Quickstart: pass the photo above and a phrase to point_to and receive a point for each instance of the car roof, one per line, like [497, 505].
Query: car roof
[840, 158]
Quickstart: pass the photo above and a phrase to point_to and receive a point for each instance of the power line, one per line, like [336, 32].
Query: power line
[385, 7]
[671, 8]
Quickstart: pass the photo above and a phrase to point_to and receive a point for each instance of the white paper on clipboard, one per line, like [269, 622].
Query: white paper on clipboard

────────

■ **Problem**: Copy out each line of the entries that holds "photo".

■ **Result of the task**:
Quickstart: pass the photo above and a phrase to point_to and receive a point for each instance of the car roof, one per line, like [497, 505].
Quickstart: pass the photo above and a phrase to point_to and receive a point for each instance of the power line, one per line, like [336, 32].
Quickstart: pass the photo above and a phrase to point_to and receive a point for each instance of the white paper on clipboard, one per line, like [269, 622].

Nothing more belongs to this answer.